### WHAT TO DO
(a) Which conditions does the passage on exploiting a microservice give, each in a clause beginning "Since" or "since," as reasons the attacker's reach is limited?
(b) Can you continue the passage on what an attacker gains from exploiting a microservice, starting after its final sentence?

### EXTRACT
____
So with that in mind, image yourself as an attacker who has just successfully perpetrated a remote exploit. What does it really get you? Since there’s no other “processes” of higher privileges you can’t really hijack anything but the microservice itself. Sine there’s no local state of any significance you can’t really snoop on any data, but the data that is specific to the microservice itself. And, of course, since there’s no persistence of any local kind you can’t even proliferate beyond the single instance of the microservice that you’ve gotten access to. There’s no denial that you do get access to the full memory image. That gives you access to any secrets that this particular instance of a microservice had access to. However, this is no different from what happens to a microservice deployed in a traditional way: once you’re in — that memory image is yours (even though other processes running on the system are still protected by the OS). In other words, even though you may see yourself having a full, uncontrolled access to the hardware (ring 0, remember?) you’re severely sandboxed and can’t do much damage. The situation is no better or worse compared to a traditional process-based microservice deployment.
____
### MATERIAL SHOWN
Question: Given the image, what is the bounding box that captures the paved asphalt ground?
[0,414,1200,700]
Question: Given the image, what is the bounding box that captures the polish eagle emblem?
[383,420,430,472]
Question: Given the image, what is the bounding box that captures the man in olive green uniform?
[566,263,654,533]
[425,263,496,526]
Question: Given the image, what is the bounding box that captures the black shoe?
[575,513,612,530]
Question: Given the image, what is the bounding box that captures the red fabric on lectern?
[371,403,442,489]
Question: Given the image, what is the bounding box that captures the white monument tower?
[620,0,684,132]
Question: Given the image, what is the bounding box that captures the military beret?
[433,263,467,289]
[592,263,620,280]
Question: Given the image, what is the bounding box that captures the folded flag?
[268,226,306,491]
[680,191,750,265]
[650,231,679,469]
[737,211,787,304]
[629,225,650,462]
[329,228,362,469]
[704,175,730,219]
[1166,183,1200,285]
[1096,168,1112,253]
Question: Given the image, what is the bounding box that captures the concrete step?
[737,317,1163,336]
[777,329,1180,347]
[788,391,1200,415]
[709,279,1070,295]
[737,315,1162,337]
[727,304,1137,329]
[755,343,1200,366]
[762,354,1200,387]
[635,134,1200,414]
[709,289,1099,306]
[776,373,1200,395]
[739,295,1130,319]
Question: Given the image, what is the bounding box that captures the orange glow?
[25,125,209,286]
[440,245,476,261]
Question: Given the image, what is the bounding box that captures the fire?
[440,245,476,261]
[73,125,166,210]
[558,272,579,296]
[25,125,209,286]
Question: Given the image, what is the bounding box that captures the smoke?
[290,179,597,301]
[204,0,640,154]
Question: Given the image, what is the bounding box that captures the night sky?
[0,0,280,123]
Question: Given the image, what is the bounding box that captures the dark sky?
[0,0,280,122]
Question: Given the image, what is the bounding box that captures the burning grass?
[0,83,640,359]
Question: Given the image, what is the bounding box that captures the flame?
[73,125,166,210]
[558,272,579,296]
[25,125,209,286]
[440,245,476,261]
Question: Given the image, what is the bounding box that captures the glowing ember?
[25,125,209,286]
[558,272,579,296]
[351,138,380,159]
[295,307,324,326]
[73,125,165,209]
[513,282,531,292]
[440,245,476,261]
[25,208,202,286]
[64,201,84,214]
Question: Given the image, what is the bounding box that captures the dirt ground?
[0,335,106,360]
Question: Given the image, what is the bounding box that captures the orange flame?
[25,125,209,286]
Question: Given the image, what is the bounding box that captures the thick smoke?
____
### ACTIVITY ANSWERS
(a)
- There are no other "processes" of higher privileges.
- There is no local state of any significance.
- There is no persistence of any local kind.

(b)
Literally the only extra capability that exploiting a unikernel-based microservice may give you over exploiting a microservice deployed as a process is an ability to send an receive arbitrary traffic. Is it a big deal? Is Randy right after all? I actually don’t think so and here’s why:
Lets tackle send first. It is true that you can attempt to construct arbitrary packets possibly as low as Level 2 of the OSI model. You can try to use this ability to either flood the network or as a jump-off point for attempting further remote exploits in the system. In other words, you can either construct garbage traffic or traffic that looks legitimate (given the role that the exploited microservice is expected to play in an overall system) but is poisonous. And while both of these are legitimate concerns these are not new concerns in a multi-tenant distributed environment with potentially adversarial tenants. The former concern is why things like Amazon Security Groups exist and why they are enforced outside of the firewall built into the kernel running inside guest VMs. Unikernels or not, you have to have that type of a distributed firewall and once you do: unikernels bring no additional danger. The traffic that looks legitimate but is poisonous to the application has to, of course, be dealt at the application level itself. But once again, this is no different from a process-based (as opposed to unikernel-based) microservice being hijacked. It is a concern that distributed systems engineers have to solve for (and they try to!).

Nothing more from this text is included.